WHAT THIS TASK INVOLVES → Your answer should be a faithful copy of the entire listing.

- Opening Delimiter -

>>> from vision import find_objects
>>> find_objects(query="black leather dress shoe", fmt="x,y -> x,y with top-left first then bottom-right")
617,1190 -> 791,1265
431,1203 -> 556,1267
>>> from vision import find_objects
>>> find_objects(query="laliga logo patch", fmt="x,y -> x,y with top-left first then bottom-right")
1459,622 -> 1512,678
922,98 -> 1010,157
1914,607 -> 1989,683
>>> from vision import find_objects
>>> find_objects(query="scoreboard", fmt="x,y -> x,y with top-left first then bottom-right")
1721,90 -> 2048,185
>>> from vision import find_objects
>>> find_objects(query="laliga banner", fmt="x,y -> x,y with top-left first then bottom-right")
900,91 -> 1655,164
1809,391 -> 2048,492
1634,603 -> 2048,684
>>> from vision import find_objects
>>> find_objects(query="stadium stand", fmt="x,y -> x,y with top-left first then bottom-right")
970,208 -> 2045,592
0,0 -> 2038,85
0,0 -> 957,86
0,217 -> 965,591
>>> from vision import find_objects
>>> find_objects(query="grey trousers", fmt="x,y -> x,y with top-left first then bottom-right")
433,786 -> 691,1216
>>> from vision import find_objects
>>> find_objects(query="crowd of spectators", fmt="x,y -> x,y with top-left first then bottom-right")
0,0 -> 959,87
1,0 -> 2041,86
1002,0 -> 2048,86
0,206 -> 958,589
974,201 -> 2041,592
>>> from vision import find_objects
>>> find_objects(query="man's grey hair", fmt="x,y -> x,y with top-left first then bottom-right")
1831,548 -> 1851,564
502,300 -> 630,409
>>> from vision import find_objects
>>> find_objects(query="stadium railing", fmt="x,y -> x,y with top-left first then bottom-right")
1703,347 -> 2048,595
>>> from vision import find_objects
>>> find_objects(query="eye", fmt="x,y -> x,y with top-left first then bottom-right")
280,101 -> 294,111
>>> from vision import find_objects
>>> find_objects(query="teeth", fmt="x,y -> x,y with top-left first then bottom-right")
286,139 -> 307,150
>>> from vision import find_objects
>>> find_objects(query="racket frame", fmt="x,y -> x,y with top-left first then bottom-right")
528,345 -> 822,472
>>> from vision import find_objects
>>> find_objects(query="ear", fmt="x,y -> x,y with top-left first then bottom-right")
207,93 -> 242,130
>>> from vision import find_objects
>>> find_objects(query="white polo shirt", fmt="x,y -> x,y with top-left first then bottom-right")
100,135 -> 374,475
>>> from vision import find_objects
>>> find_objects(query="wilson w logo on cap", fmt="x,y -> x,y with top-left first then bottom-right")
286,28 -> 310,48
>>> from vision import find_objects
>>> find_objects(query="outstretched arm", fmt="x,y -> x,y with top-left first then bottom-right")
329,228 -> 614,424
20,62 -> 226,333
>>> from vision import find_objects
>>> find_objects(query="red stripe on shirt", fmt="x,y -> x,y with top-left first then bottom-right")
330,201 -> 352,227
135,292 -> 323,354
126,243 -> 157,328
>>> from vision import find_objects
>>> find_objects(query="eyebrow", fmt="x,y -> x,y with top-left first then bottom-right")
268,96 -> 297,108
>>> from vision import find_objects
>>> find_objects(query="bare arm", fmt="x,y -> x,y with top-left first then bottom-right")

- Closing Delimiter -

ANSWER FOR THE TASK →
>>> from vision import find_objects
>>> find_objects(query="black leather dress shoe", fmt="x,y -> x,y with top-left first then bottom-right")
617,1190 -> 791,1265
431,1203 -> 556,1267
>>> from vision import find_objects
>>> find_objects(query="laliga logo patch", fmt="x,y -> x,y with top-left first then bottom-right")
1459,622 -> 1512,678
922,98 -> 1010,157
1914,607 -> 1989,683
>>> from vision import find_objects
>>> find_objects(query="scoreboard", fmt="x,y -> x,y with top-left first then bottom-right")
1721,90 -> 2048,185
>>> from vision import find_objects
>>> find_objects(query="laliga banner", fmt="x,y -> x,y with top-left first then bottom-right")
900,91 -> 1655,164
1809,391 -> 2048,492
1634,603 -> 2048,684
>>> from vision import find_objects
>>> find_objects(query="stadium stand", fmt="x,y -> x,y with top-left first then bottom-right")
970,208 -> 2045,592
0,0 -> 2038,85
0,0 -> 957,86
0,217 -> 965,591
>>> from vision import find_objects
>>> find_objects(query="grey trousers", fmt="x,y -> x,y with top-left first then bottom-right")
433,786 -> 691,1216
>>> from vision import find_objects
>>> find_objects(query="crowd of spectators", fmt="x,y -> x,y with top-left first then bottom-right")
0,0 -> 959,87
1,0 -> 2041,86
1002,0 -> 2048,86
0,206 -> 958,589
974,201 -> 2041,592
>>> from vision import find_objects
>>> find_objects(query="man's grey hair", fmt="x,y -> x,y with top-left first then bottom-right")
1831,548 -> 1851,564
502,300 -> 630,409
>>> from vision import find_objects
>>> find_objects(query="stadium railing", fmt="x,y -> x,y with top-left first then bottom-right")
1703,347 -> 2048,595
>>> from vision import find_objects
>>> find_objects(query="eye", fmt="x,y -> x,y with top-left first then bottom-right")
280,101 -> 294,111
>>> from vision import find_objects
>>> find_objects(query="teeth", fmt="x,y -> x,y with top-left first then bottom-right")
286,139 -> 307,150
>>> from vision import find_objects
>>> find_objects(query="racket frame", fmt="x,y -> x,y with top-left first then bottom-right")
528,345 -> 822,472
>>> from vision import find_objects
>>> find_objects(query="ear", fmt="x,y -> x,y with top-left first then bottom-right")
207,93 -> 242,130
>>> from vision import find_objects
>>> find_objects(query="white polo shirt", fmt="x,y -> x,y with top-left first then bottom-right")
100,135 -> 374,475
>>> from vision import find_objects
>>> find_objects(query="wilson w logo on cap", fmt="x,y -> x,y with top-left first then bottom-right")
286,28 -> 310,48
>>> from vision import find_objects
>>> find_objects(query="outstretched arm", fmt="x,y -> x,y with top-left first then bottom-right")
329,228 -> 614,424
20,62 -> 226,333
>>> from vision import find_objects
>>> find_objects(query="red stripe on shirt", fmt="x,y -> x,y with top-left first then bottom-right")
330,201 -> 352,227
135,292 -> 323,354
126,243 -> 157,328
>>> from vision import find_objects
>>> find_objects(query="eyebrow", fmt="x,y -> x,y with top-left first then bottom-right")
268,96 -> 297,108
>>> from vision import find_objects
>>> find_objects(query="bare arm", fmt="x,y -> x,y with top-left first then bottom-right")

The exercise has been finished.